# START OF GIVEN DATA
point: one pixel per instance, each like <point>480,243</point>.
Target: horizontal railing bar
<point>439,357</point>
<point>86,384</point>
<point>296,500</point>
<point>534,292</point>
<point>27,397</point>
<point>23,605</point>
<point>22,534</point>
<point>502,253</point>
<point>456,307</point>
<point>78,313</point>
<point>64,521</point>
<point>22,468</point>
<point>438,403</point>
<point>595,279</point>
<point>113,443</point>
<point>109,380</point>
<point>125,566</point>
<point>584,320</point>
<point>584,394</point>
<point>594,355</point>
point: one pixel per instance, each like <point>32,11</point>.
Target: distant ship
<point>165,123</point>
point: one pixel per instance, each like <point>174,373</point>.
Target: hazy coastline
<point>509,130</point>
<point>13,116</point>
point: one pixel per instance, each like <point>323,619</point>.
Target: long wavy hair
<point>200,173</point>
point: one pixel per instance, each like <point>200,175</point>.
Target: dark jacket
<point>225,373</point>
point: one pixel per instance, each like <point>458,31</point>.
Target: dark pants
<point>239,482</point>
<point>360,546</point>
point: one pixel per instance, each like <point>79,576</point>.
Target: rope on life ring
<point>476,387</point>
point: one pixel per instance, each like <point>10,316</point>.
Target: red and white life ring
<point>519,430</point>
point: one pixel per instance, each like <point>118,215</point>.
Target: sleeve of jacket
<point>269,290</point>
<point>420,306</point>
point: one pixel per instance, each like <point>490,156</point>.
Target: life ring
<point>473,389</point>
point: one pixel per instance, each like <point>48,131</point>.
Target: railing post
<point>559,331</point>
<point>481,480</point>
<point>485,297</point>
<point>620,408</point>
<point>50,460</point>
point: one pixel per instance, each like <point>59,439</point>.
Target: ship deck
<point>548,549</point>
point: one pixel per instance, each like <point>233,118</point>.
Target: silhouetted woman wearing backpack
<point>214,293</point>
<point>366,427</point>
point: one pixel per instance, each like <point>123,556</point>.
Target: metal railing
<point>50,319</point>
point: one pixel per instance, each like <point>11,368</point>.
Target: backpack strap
# END OF GIVEN DATA
**TASK DIRECTIONS:** Copy the listing above word for word, from its first line to its last.

**EXERCISE RESPONSE:**
point: one pixel per instance, each like <point>480,243</point>.
Target: horizontal railing bar
<point>439,357</point>
<point>86,384</point>
<point>296,500</point>
<point>534,292</point>
<point>27,397</point>
<point>23,605</point>
<point>22,534</point>
<point>502,253</point>
<point>456,307</point>
<point>78,313</point>
<point>64,521</point>
<point>22,468</point>
<point>438,403</point>
<point>595,279</point>
<point>113,443</point>
<point>109,380</point>
<point>125,566</point>
<point>584,320</point>
<point>584,394</point>
<point>594,355</point>
point: one pixel per instance, each like <point>32,11</point>.
Target: distant ship
<point>165,123</point>
point: one pixel per instance, each like <point>174,373</point>.
Target: hazy coastline
<point>509,130</point>
<point>13,116</point>
point: one pixel per instance, each like <point>323,619</point>.
Target: long wavy hair
<point>200,173</point>
point: one pixel per instance, each like <point>200,175</point>.
Target: dark jacket
<point>225,373</point>
point: one pixel per instance, each like <point>458,31</point>.
Target: dark pants
<point>239,482</point>
<point>360,546</point>
point: one pixel per instance, each like <point>79,576</point>.
Target: rope on life ring
<point>476,387</point>
point: one pixel per instance, each like <point>10,316</point>.
Target: red and white life ring
<point>519,430</point>
point: one pixel per instance, each like <point>118,215</point>.
Target: sleeve of jacket
<point>269,290</point>
<point>420,306</point>
point: one pixel per instance, each like <point>490,156</point>.
Target: life ring
<point>473,389</point>
point: one pixel per instance, each like <point>48,131</point>.
Target: railing post
<point>559,331</point>
<point>481,480</point>
<point>485,297</point>
<point>620,408</point>
<point>50,460</point>
point: one pixel per instance, each like <point>59,439</point>.
Target: ship deck
<point>548,549</point>
point: one pixel per instance, each like <point>233,118</point>.
Target: silhouetted woman wearing backpack
<point>214,293</point>
<point>366,427</point>
point: one pixel per instance, each like <point>123,556</point>.
Target: metal railing
<point>50,319</point>
point: one pixel per instance, each like <point>11,368</point>.
Target: backpack strap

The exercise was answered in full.